(Task):
Copy each line from the records below in which the word "uniform" is found.

====== Data ======

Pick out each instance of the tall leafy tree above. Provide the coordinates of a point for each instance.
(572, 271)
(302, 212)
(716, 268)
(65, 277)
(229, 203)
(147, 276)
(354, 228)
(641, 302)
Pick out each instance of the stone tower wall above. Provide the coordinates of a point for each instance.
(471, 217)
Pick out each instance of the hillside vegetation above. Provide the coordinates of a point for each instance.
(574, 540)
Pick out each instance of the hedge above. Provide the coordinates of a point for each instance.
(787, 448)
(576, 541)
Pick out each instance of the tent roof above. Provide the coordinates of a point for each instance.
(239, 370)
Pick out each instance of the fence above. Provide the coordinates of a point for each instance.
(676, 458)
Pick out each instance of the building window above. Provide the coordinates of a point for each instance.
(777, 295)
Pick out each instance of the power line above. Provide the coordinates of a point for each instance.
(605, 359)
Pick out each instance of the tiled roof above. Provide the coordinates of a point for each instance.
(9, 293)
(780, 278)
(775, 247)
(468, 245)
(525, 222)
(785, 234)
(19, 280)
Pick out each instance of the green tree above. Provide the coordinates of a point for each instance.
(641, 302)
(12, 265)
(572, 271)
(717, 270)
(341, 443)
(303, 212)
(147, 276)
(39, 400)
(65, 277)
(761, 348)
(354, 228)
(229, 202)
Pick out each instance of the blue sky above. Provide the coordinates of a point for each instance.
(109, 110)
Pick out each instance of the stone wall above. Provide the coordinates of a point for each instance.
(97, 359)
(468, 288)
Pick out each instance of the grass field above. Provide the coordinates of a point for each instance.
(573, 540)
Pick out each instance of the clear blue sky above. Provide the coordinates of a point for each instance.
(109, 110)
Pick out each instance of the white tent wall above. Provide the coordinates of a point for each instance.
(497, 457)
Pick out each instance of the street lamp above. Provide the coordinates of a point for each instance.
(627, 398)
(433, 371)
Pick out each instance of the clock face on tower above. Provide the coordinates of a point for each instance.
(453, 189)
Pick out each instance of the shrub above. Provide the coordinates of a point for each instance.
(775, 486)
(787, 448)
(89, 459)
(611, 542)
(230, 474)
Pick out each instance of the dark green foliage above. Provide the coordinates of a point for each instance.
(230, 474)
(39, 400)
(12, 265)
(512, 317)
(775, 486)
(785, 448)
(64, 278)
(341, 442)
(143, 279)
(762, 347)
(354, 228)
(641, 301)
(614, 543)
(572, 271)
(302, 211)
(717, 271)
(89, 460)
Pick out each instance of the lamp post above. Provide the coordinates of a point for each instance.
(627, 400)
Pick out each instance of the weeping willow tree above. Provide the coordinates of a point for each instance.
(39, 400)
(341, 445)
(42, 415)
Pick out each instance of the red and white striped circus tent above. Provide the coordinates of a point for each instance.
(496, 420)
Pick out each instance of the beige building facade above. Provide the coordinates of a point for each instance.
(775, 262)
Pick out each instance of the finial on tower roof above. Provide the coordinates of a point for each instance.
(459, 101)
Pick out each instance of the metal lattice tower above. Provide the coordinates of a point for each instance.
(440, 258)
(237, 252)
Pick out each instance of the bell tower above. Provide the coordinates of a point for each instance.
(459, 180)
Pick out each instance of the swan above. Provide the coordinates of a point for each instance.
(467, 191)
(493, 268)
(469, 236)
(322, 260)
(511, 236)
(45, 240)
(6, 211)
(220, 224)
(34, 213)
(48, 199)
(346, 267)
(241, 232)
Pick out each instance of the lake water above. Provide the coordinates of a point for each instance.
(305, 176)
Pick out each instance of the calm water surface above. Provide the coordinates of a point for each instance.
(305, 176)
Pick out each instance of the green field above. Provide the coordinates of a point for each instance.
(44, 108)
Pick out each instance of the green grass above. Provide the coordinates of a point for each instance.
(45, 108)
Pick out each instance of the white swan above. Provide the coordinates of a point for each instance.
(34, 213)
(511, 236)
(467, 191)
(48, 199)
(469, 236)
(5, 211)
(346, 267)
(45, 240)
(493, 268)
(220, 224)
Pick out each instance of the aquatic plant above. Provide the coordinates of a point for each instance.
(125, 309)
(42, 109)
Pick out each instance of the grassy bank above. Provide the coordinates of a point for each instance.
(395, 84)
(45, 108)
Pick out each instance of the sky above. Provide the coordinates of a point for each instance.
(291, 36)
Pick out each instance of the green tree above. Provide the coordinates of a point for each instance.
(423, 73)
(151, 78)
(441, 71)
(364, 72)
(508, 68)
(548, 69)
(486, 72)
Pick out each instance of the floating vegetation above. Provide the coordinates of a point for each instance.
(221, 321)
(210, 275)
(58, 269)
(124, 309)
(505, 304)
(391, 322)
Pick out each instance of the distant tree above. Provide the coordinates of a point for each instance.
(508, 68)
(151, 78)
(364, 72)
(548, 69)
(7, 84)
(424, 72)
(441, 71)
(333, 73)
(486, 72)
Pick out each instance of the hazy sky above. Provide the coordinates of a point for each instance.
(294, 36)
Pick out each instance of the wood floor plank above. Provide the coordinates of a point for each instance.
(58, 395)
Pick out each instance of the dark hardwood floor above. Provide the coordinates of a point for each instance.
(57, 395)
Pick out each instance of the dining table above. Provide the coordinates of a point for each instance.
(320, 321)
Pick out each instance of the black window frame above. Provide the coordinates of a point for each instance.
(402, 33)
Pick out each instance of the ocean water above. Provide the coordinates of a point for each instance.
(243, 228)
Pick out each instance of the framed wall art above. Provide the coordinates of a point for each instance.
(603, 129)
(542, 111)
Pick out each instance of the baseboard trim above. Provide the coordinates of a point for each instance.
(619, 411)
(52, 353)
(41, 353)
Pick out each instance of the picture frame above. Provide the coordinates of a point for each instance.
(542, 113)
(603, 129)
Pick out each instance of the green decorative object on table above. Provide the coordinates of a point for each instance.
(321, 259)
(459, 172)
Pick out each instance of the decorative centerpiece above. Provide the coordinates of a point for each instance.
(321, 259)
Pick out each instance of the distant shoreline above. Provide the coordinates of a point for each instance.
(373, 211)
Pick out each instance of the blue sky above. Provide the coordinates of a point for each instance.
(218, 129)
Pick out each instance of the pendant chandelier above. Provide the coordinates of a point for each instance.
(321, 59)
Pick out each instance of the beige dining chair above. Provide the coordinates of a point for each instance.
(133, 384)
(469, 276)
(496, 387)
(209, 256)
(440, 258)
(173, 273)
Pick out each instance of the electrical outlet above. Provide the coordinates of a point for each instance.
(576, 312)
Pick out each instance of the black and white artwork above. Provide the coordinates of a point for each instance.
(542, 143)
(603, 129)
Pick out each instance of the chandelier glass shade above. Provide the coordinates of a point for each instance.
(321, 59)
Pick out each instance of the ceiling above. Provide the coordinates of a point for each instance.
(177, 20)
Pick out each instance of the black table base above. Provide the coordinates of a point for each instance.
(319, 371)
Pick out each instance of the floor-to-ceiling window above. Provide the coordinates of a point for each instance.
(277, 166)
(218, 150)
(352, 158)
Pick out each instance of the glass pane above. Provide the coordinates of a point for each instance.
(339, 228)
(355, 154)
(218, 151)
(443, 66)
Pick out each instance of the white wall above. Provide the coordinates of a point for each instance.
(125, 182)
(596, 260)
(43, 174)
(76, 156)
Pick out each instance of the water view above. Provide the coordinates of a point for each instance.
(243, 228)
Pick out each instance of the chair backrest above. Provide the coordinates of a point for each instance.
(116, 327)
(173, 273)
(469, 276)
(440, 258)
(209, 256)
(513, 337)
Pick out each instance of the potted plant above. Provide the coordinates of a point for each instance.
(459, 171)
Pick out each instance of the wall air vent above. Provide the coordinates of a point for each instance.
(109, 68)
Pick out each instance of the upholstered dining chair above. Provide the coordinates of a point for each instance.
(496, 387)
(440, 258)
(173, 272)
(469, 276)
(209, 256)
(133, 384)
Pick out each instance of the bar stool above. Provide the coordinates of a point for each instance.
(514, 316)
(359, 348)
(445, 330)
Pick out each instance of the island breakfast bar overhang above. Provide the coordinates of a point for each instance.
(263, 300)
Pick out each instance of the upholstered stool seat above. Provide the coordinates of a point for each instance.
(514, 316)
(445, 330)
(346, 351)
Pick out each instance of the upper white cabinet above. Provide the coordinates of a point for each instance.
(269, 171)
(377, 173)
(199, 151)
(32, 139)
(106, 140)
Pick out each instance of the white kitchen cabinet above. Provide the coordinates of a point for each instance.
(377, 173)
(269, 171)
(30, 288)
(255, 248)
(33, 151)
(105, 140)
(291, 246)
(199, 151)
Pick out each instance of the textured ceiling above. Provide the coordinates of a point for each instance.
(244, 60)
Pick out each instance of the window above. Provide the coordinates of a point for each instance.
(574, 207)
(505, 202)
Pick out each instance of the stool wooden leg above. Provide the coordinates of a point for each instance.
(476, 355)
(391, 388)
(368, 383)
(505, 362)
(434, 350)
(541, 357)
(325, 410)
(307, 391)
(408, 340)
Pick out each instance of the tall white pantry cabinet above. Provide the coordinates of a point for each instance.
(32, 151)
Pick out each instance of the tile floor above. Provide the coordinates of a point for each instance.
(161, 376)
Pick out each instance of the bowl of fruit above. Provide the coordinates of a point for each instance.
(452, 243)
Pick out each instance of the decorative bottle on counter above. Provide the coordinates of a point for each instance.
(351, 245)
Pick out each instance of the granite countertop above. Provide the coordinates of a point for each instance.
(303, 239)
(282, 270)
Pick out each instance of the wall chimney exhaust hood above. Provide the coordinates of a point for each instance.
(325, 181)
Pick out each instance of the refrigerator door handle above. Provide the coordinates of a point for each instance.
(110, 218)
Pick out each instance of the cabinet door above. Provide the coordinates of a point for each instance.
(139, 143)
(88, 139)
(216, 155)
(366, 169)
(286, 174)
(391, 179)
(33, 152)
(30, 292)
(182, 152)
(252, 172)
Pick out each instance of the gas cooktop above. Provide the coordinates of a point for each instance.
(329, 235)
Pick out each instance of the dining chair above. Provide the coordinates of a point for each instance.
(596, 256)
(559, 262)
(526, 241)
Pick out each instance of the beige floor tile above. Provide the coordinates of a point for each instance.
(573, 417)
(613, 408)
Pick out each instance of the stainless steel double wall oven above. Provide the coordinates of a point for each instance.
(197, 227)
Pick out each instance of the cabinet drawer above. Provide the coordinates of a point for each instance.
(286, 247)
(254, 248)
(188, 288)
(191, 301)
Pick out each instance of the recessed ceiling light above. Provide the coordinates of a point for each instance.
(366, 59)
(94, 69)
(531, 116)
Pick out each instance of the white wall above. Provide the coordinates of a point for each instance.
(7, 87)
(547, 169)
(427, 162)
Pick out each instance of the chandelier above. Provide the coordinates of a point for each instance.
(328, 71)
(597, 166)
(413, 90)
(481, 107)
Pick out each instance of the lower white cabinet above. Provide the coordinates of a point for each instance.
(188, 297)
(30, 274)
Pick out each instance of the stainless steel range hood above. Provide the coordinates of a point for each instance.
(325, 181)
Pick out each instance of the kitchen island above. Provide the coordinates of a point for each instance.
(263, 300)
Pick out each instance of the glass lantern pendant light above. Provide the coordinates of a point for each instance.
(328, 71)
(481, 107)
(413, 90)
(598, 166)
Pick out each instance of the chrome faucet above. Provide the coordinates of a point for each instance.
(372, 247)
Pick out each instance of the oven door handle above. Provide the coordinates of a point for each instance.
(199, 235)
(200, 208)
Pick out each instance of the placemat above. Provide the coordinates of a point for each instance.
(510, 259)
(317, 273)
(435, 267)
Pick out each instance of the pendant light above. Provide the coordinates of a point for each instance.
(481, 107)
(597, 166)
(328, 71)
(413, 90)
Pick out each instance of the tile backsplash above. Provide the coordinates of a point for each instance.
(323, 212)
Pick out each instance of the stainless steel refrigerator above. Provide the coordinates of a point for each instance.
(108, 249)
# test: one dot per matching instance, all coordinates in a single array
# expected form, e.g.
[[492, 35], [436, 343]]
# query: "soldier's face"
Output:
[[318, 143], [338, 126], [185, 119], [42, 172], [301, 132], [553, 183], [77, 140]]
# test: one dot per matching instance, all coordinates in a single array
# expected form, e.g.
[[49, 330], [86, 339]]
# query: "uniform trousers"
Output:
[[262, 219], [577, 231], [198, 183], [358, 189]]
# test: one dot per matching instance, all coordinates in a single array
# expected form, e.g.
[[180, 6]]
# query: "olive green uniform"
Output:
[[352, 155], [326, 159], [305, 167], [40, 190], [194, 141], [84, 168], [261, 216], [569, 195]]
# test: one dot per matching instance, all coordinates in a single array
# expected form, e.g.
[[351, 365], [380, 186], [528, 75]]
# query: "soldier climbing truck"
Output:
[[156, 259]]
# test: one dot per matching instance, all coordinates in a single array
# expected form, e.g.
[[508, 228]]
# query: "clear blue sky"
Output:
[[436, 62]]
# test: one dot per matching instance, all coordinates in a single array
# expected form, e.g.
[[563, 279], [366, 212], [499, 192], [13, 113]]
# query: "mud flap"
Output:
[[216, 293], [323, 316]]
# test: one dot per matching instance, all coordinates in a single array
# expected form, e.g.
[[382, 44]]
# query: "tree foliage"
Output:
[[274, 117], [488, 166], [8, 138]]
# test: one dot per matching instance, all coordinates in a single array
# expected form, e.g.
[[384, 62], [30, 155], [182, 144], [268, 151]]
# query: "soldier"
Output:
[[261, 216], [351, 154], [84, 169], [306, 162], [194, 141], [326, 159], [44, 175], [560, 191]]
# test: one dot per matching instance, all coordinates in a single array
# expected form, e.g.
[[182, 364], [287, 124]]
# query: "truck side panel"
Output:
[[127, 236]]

======

(Response to the task):
# query: "uniform trousers"
# query: "olive green uniform"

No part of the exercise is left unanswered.